## Task instructions
Rewrite only the lines from the one containing "Could you point at the man" through the last line of the records, keeping the requests unchanged. In the answers, multiply each coordinate by 0.45 and round to a whole number, rounding halves up; leave the numbers in the requests and their format samples as they are.

## Data provided
________________________

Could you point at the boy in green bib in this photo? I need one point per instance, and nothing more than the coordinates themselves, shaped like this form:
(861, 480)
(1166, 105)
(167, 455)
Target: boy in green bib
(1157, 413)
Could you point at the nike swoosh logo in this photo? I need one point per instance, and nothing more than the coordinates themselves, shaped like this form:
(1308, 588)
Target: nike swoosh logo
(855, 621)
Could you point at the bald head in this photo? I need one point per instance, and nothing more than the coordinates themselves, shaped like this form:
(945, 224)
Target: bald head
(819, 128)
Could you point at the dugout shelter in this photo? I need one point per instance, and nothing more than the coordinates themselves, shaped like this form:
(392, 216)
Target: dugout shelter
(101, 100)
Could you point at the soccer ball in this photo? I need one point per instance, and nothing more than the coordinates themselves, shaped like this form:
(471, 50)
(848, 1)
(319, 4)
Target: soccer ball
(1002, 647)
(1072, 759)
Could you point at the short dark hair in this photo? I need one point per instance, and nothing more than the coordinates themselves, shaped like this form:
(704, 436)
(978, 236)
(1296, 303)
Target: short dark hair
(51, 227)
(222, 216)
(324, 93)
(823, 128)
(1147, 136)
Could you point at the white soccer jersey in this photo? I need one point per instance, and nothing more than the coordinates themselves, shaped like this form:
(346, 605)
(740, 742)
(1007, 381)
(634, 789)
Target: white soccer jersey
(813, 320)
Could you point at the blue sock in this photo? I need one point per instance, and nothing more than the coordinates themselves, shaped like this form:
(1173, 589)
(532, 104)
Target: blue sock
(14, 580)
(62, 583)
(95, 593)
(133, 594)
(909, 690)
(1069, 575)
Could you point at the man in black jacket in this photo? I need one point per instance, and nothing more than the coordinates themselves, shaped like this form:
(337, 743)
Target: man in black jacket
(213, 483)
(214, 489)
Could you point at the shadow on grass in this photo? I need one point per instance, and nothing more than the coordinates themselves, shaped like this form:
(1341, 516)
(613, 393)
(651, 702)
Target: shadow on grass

________________________

## Solution for this task
Could you point at the man in black jacket in this photo? I need one point per instance, and nothing more than the coordinates themselves, shaped like this form:
(337, 743)
Target: man in black jacket
(96, 217)
(96, 220)
Could you point at the shadow on grass in this photo? I need one point per instance, and nothing more than the coordinates themselves, shaped like this form:
(1341, 516)
(613, 393)
(651, 702)
Target: shadow on grass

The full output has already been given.